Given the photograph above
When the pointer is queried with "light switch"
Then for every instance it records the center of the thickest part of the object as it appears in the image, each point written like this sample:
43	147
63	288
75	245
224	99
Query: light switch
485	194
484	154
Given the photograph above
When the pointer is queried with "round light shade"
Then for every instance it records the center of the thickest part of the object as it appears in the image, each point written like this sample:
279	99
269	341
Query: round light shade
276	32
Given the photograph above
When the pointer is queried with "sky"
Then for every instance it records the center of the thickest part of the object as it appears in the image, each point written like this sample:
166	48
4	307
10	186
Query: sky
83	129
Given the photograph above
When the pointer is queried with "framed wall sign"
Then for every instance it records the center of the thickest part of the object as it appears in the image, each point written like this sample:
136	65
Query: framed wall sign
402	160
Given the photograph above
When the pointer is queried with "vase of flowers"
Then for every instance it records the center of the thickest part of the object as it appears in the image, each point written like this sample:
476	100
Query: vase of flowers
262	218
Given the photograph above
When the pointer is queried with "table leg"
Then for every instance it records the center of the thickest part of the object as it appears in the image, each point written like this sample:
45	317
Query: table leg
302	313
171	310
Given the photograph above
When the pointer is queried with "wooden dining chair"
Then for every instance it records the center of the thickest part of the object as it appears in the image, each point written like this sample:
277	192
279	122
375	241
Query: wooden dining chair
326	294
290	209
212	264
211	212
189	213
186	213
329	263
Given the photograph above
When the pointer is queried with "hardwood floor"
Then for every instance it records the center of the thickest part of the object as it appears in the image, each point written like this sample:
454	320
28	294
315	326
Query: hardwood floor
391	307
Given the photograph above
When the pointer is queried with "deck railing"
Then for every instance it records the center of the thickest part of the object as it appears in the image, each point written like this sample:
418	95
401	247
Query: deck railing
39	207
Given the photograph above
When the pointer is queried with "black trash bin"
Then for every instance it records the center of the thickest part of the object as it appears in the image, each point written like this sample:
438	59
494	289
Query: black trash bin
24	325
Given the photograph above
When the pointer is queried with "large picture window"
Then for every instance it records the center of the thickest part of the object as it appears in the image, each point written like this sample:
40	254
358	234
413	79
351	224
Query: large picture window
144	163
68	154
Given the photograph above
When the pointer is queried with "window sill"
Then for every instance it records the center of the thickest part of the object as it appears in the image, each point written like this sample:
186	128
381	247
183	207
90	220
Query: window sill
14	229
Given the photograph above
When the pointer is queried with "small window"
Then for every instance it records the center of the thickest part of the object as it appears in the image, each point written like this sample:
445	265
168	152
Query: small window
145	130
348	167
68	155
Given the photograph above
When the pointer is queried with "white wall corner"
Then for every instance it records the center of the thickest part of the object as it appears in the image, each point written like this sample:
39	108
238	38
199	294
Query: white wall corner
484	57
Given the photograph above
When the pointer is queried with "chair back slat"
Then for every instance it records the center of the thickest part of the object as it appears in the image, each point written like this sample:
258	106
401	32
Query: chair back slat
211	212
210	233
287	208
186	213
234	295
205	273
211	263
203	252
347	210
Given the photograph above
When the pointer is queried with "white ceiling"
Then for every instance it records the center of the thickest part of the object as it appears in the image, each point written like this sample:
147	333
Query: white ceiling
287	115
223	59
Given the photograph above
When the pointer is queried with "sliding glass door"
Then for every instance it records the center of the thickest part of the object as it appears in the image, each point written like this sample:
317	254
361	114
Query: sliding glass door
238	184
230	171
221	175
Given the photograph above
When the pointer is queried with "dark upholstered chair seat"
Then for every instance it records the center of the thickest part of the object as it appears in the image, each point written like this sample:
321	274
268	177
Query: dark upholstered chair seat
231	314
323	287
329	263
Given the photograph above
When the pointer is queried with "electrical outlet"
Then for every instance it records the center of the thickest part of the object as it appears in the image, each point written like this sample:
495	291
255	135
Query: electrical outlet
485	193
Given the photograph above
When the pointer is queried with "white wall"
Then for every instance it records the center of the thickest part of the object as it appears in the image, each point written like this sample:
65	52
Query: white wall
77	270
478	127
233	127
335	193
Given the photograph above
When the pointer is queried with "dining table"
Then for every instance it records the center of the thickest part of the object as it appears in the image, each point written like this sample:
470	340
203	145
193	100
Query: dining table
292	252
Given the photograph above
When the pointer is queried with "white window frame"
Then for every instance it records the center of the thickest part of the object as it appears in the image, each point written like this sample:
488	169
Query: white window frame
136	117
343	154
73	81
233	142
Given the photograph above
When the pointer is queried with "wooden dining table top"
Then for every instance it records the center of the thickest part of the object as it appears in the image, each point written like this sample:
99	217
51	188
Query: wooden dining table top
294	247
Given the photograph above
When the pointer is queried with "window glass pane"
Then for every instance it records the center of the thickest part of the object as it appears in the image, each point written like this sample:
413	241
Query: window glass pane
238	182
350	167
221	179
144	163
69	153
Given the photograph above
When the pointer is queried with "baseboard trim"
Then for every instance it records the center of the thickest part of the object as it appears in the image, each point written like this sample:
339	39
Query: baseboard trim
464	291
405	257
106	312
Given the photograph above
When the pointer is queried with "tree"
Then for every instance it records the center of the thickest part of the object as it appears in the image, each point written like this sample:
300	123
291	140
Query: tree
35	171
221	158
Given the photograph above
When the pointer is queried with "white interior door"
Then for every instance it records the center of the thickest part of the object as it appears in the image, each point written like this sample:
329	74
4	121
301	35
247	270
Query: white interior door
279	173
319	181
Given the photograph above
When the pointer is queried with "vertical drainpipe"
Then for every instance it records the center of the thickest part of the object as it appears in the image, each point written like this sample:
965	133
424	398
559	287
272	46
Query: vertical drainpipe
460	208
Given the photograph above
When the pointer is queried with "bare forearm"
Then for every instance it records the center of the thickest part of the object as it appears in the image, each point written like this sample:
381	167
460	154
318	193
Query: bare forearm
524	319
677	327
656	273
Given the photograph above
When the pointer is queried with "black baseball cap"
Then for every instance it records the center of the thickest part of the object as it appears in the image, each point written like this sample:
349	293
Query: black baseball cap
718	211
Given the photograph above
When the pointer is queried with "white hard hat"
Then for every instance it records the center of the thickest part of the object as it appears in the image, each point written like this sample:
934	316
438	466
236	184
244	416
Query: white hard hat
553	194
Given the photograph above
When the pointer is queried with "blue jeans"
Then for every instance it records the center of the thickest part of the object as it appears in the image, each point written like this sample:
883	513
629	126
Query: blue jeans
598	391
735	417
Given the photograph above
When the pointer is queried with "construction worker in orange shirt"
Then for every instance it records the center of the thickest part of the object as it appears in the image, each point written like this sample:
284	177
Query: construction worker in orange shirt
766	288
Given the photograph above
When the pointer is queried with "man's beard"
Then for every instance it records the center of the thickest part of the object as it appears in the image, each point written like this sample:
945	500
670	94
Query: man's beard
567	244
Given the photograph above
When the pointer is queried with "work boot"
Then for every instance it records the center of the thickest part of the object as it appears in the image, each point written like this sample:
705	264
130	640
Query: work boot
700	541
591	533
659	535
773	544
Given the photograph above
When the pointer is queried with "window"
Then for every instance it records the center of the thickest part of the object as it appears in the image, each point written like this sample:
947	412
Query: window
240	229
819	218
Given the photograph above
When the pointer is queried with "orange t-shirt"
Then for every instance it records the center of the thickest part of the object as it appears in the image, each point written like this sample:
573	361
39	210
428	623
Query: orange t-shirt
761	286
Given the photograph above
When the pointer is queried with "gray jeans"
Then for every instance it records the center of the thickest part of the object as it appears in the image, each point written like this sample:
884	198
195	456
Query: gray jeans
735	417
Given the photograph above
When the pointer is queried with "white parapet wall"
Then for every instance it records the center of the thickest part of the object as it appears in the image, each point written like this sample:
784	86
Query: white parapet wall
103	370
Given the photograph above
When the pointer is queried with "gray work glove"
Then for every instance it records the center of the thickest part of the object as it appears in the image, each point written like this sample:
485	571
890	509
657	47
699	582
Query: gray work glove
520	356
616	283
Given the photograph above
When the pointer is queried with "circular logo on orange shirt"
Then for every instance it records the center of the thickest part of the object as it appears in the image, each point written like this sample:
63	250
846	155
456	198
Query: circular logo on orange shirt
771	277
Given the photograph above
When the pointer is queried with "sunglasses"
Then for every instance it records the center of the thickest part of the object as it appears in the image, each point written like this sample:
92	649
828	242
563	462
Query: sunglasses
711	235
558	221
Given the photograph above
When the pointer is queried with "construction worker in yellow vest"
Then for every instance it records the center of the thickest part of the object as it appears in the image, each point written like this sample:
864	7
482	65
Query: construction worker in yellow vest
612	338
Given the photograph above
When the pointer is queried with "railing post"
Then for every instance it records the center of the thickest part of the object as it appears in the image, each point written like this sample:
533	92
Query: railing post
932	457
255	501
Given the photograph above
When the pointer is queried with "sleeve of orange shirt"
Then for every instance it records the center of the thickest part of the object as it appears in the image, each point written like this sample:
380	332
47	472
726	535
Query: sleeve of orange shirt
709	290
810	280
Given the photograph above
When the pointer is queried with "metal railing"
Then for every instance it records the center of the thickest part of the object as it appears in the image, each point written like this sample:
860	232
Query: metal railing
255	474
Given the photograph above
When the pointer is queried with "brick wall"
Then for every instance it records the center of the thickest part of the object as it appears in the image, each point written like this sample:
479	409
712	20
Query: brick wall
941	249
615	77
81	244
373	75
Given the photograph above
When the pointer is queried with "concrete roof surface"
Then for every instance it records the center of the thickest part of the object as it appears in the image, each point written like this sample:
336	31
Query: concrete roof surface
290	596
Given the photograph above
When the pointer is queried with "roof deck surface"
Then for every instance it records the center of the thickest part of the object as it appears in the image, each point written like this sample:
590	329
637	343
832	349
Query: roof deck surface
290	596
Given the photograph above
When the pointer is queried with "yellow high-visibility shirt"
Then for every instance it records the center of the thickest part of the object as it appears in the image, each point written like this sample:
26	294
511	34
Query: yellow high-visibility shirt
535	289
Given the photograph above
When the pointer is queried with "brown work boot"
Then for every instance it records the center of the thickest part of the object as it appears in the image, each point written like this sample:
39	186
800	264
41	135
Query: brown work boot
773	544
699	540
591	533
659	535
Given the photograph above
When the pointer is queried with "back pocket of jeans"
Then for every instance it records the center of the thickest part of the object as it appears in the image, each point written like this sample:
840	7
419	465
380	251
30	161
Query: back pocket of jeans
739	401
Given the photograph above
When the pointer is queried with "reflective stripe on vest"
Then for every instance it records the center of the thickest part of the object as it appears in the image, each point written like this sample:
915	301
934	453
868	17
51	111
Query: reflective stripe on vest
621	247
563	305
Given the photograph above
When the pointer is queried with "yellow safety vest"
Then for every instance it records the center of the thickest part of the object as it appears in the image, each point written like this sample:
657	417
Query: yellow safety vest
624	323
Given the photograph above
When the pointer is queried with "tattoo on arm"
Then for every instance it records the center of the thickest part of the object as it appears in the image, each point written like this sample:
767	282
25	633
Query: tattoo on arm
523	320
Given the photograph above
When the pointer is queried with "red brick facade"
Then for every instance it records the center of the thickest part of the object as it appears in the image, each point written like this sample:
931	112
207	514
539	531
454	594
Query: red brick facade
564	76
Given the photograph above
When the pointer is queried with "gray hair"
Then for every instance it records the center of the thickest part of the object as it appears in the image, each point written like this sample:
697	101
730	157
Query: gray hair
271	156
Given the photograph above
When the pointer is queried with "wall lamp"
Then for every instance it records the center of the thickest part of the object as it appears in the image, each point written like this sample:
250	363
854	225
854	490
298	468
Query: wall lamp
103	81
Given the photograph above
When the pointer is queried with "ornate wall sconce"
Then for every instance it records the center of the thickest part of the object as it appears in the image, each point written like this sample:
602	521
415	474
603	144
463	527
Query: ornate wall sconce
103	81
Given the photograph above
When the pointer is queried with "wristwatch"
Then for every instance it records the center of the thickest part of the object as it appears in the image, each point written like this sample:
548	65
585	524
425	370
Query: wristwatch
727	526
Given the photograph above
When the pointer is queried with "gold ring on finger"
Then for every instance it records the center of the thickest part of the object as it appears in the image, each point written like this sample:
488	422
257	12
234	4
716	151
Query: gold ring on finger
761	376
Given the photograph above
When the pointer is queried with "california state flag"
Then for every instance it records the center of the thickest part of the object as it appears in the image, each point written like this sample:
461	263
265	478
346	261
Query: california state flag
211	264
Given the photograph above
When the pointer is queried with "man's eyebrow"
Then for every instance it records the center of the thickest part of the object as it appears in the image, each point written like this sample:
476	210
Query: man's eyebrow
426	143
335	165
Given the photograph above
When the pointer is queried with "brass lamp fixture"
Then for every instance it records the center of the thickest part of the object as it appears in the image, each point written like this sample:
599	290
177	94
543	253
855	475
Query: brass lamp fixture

**REQUIREMENT:** The word "fixture" appears in how many lines of the data? Answer with only the number.

**COMPLETED EXERCISE:** 2